THE TASK
Carry on the opinion piece about Kamala Harris's convention speech from its last sentence, in the same voice.

DOCUMENT PASSAGE
In a world where our insults are as shallow as our culture, insults tend to be basic. “You’re stupid.” “Idiot!” “Dumbass.”
But one of my personal favorites is one you rarely hear: “vapid”.
Vapid (adjective): offering nothing that is stimulating or challenging.
Sometimes, the perfect word is like a knife to the guts of the issue. Take this example from the movie, Rush, where Formula 1 driver James Hunt (played by Chris Hemsworth) says this to his soon-to-be-ex wife:
Fuck off to New York, dear. There must be a moisturizer or eye shadow somewhere that needs your vapid mush to flog it.
When you really need a good insult, hire a Brit (or in this case, a Brit played by an Australian, who are basically British anyway).
This brings me to the final night of the Democratic National Convention, and the long-awaited speech from their nominee, Kamala Harris.
And it was a vapid speech from a vapid woman for a vapid country.
Her speech was 3,313 words of complete and utter meaningless drivel.
She thanked her husband “Dougie.”
She thanked Joe Biden, the man she once called a racist sexual abuser.
She thanked Tim Walz, inaccurately referring to him as “Coach.”
She thanked the delegates who handed her the nomination without ever receiving a single primary vote from their plebeian voters.
She took us on a meandering Wikipedia-style journey through her biography, without mentioning the fact she grew up in Canada.
She moved into a State of the Union speech, listing off her supposed achievements as a District Attorney and attorney general in California.

Point-per-instance location data
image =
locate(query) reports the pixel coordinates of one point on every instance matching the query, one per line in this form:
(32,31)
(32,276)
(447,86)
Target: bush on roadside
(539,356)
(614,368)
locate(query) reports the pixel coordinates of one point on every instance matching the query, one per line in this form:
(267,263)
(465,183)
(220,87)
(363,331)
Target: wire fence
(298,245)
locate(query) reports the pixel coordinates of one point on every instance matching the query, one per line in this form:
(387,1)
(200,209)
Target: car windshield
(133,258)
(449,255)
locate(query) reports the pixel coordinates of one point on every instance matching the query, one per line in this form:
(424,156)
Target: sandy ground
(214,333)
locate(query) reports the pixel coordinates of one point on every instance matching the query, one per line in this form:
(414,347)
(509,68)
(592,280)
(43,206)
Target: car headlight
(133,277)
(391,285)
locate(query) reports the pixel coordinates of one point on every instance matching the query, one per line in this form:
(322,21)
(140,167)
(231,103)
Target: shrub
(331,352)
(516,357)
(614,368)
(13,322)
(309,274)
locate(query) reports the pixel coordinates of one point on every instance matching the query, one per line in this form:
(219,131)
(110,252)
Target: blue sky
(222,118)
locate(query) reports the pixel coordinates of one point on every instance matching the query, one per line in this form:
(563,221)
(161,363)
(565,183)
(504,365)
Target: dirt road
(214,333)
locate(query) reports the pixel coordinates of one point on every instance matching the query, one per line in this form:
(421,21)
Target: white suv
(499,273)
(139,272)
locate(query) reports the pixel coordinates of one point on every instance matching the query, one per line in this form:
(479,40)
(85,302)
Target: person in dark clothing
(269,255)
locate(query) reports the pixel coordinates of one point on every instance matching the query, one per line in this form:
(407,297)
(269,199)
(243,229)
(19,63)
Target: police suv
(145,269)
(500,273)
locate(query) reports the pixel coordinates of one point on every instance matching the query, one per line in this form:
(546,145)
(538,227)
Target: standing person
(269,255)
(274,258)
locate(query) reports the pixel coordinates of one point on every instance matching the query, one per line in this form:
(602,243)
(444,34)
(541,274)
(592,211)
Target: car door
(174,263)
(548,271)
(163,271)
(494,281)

REPLY TO THE TASK
She complained about Trump, listing off the things she didn’t want Trump to do in her own imagination in a seemingly-endless “we are not going back” tirade which included everything except for “we are not going back to when Donald Trump murdered puppies with his bare hands.”
Then, on page 7 of 12, she finally got to her Mao-like call to charter a “new way forward.”
No policy positions, of course. Just promises.
Promises of an “opportunity economy.”
Promises of “access to capital” for business owners.
Promises of housing and Social Security and Medicare.
Promises of a middle-class tax cut.
Promises of national abortion laws (branded as “a bill to restore reproductive freedom” because Kamala Harris is so bold she doesn’t even have the balls to say “abortion.”)
Promises to end gun violence.
Promises to provide clean air and water.
Promises to protect the border (lol).
Promises that America will beat China.
Promises to end the war between Israel and Hamas.
Promises to create a Palestinian state.
The first half of this speech was a padded resumé for a job Kamala Harris already has.
The second half was a childish Christmas list of what voters want.
And the common theme? None of it was real.